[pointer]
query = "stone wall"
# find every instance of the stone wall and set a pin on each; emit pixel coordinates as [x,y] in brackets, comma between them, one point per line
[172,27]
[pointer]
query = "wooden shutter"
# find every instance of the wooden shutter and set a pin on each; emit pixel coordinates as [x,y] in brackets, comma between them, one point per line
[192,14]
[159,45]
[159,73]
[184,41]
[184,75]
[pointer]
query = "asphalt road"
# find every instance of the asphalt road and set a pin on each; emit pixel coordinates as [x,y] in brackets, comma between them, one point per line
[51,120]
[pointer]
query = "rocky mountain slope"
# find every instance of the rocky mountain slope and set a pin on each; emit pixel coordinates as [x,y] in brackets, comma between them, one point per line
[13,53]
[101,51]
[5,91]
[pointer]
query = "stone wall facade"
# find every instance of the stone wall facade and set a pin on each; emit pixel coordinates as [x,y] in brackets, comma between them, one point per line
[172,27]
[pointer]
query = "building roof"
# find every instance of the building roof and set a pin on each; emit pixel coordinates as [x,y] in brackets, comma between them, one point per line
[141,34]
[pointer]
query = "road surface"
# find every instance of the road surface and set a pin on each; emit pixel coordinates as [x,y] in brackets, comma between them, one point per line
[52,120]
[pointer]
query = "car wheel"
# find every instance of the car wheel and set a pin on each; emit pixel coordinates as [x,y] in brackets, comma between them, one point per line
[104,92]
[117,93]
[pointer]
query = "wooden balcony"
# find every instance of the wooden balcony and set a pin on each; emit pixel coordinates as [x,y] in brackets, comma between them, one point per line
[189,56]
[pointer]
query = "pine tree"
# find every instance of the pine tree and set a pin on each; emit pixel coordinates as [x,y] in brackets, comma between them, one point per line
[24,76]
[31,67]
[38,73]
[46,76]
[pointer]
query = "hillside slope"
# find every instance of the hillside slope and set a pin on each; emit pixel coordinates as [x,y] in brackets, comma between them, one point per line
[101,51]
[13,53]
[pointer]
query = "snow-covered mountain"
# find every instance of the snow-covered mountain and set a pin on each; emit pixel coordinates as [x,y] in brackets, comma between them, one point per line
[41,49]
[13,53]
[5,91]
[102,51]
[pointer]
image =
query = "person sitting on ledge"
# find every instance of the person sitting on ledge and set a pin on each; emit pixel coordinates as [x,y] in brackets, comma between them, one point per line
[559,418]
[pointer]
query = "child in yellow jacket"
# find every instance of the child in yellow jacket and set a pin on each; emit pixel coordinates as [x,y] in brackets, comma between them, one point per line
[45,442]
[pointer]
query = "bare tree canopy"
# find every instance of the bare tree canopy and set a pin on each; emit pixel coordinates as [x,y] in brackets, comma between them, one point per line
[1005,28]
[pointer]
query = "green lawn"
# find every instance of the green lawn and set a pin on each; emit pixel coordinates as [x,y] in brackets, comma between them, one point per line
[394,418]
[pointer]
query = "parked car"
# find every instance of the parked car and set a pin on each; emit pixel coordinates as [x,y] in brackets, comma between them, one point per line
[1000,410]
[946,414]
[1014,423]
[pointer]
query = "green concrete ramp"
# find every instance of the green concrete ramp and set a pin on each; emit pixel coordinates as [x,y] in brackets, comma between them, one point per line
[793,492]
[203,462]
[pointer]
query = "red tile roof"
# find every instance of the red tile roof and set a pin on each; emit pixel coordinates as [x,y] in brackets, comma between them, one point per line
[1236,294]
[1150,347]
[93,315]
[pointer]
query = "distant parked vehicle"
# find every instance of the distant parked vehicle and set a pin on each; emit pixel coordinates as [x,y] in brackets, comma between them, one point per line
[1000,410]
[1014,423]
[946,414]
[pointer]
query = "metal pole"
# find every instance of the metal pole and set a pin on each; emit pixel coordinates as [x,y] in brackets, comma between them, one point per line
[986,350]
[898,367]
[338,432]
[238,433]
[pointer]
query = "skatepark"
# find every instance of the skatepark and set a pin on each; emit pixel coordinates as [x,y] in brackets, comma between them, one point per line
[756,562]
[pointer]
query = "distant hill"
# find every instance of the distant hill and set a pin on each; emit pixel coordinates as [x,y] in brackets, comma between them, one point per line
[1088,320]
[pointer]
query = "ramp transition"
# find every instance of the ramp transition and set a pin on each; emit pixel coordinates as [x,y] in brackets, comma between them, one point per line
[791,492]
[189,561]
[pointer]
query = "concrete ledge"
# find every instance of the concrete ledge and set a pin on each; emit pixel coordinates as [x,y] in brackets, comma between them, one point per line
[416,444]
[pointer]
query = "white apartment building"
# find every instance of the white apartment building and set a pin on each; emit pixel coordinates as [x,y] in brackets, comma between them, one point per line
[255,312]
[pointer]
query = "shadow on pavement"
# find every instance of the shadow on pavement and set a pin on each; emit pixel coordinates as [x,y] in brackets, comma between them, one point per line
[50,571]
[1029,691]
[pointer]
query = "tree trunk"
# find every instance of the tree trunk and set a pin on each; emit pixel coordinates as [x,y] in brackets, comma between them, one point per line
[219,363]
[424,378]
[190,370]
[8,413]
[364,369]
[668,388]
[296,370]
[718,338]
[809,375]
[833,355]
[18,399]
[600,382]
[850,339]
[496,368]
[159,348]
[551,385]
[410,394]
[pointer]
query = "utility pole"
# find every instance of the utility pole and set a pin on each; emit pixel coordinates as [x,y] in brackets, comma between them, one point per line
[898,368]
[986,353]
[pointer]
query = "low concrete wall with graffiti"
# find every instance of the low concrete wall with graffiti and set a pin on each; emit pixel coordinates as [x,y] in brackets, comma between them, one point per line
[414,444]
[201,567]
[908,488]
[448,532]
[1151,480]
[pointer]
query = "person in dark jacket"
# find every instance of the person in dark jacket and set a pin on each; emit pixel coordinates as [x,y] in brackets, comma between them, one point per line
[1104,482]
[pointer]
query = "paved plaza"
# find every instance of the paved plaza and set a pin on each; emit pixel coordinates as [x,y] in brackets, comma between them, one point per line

=-=-=

## SET PROBLEM
Using the material above, print every entry exactly as written.

## OUTPUT BELOW
[pointer]
query = "stone wall"
# find every instance of the stone wall and set a pin on each; emit pixel coordinates as [x,y] in brackets, comma between them, one point per line
[172,27]
[pointer]
query = "wooden shutter"
# find every instance of the wooden shutter and set a pin on each; emit pixel coordinates as [x,y] in brackets, comma between them, one point per line
[192,14]
[159,45]
[159,73]
[184,41]
[184,75]
[pointer]
query = "asphalt road"
# find every instance of the asphalt road and set a pin on each; emit pixel coordinates as [x,y] in brackets, comma between them, one point per line
[51,120]
[pointer]
query = "rocky mountain slope"
# find every instance of the rocky mountain slope and set a pin on each; emit pixel coordinates as [x,y] in brackets, comma between them, one point per line
[13,53]
[101,51]
[5,91]
[pointer]
query = "stone wall facade"
# find every instance of the stone wall facade and set a pin on each; emit pixel coordinates as [x,y] in brackets, comma between them, one point per line
[172,27]
[pointer]
query = "building roof"
# find every instance of the building roof and set a pin on each; emit pixel coordinates as [x,y] in brackets, comma between them, one point per line
[141,34]
[pointer]
query = "road surface"
# find every instance of the road surface and set a pin on each; emit pixel coordinates as [x,y] in brackets, comma between them, one point per line
[52,120]
[pointer]
query = "car wheel"
# find every instance of the car wheel and set a pin on each; emit pixel coordinates as [x,y] in brackets, comma between them, one point per line
[104,92]
[117,93]
[pointer]
query = "wooden balcony"
# find every instance of the wooden balcony and set a pin on each; emit pixel coordinates as [x,y] in brackets, comma between them, one point per line
[189,56]
[pointer]
query = "pine tree"
# find every instance of the pine tree and set a pin on each; emit pixel coordinates as [x,y] in brackets, comma between them, one point per line
[24,76]
[31,67]
[38,73]
[46,76]
[pointer]
query = "hillside slope"
# find every instance of the hillside slope and set a pin on each; emit pixel coordinates as [x,y] in brackets, comma between them, one point per line
[101,51]
[13,53]
[pointer]
query = "snow-covered mountain"
# find every instance of the snow-covered mountain and set a pin on each; emit pixel coordinates as [x,y] in brackets, comma between them, one point per line
[41,49]
[13,53]
[5,91]
[102,51]
[pointer]
image =
query = "person sitting on ledge"
# find every instance of the person sitting on ledge and set a pin on each; emit pixel coordinates as [x,y] in brackets, comma between them, one point per line
[559,418]
[pointer]
query = "child in yellow jacket"
# find every instance of the child in yellow jacket and set a pin on each; emit pixel coordinates as [x,y] in brackets, comma between them, one point per line
[45,442]
[pointer]
query = "bare tree canopy"
# find every instance of the bare tree canopy and set a pin on each; emit pixel coordinates as [x,y] in brackets, comma between them, one point per line
[1005,28]
[pointer]
query = "green lawn"
# find every instance of the green lawn and set a pin on each; emit pixel coordinates as [x,y] in brackets, comma between them, one point per line
[394,418]
[pointer]
query = "parked car"
# find every instance of the parked car and set a pin on each; emit pixel coordinates as [x,y] in brackets, comma between them, one point per line
[1000,410]
[946,414]
[1014,423]
[pointer]
query = "green concrete ramp"
# find every instance of the green concrete ramp and set a pin on each; emit pixel coordinates as [x,y] in brackets, comma between them, one point per line
[793,492]
[203,462]
[pointer]
query = "red tile roof"
# find every instance of the red tile roof and set a pin on each; emit pixel coordinates as [x,y] in brackets, comma between them, one point per line
[1236,294]
[1150,347]
[93,315]
[pointer]
query = "distant parked vehicle"
# find every instance of the distant parked vehicle and set a pin on each; emit pixel coordinates as [x,y] in brackets, comma between them, one point per line
[1000,410]
[1014,423]
[946,414]
[pointer]
query = "metal pole"
# find every instance of the metal pole and set a pin on each; emit pixel coordinates as [x,y] in brackets, comma between them, one point per line
[986,350]
[898,367]
[338,432]
[238,433]
[pointer]
query = "skatepark"
# find every instance of the skatepark and set a pin on each; emit pixel coordinates as [x,y] in brackets, comma between them, one point per line
[756,562]
[pointer]
query = "distant hill"
# find every instance of the distant hill and set a pin on each; emit pixel coordinates as [x,y] in brackets, comma between them, one point per line
[1088,320]
[pointer]
query = "ramp transition"
# find every instance of the ramp transition and set a pin on each; emit pixel coordinates as [x,y] in brackets, comma between them, one point per line
[791,492]
[189,561]
[pointer]
query = "concrete ledge"
# find every instance of the concrete ledge and set a pin on each; emit pixel coordinates as [x,y] in brackets, comma between them, one point per line
[416,444]
[pointer]
query = "white apartment building"
# find every instance of the white apartment building and set a pin on each; emit pixel coordinates as [x,y] in brackets, comma between them, one point per line
[255,312]
[pointer]
query = "shadow on pavement"
# find every instance of the shadow on pavement and set a pin on each; emit pixel coordinates as [x,y] in brackets, comma between them, one point per line
[50,571]
[1029,691]
[pointer]
query = "tree trunk"
# find every instance of the tree trunk and set a pin on each; emit pixel coordinates as [x,y] in brackets, comma between them, one point per line
[219,363]
[424,378]
[190,370]
[8,413]
[364,369]
[668,388]
[296,370]
[718,338]
[809,375]
[833,355]
[18,399]
[600,382]
[850,339]
[496,368]
[159,348]
[551,385]
[410,394]
[pointer]
query = "utility pole"
# find every instance of the utility pole and set a pin on each; emit pixel coordinates as [x,y] in brackets, comma between them, one point per line
[898,368]
[986,353]
[pointer]
query = "low concrete wall with graffiti"
# find every instance of the low concrete wall with graffiti and set a pin on each; emit pixel coordinates as [x,y] in brackets, comma between them, one point per line
[414,444]
[201,567]
[908,488]
[448,532]
[1151,480]
[pointer]
query = "person in dark jacket"
# find every instance of the person in dark jacket and set a pin on each; emit pixel coordinates as [x,y] in brackets, comma between them, one point per line
[1104,482]
[pointer]
query = "paved plaza"
# find every instance of the paved plaza and set a pin on each; emit pixel coordinates as [x,y] in brackets, comma between them, one point per line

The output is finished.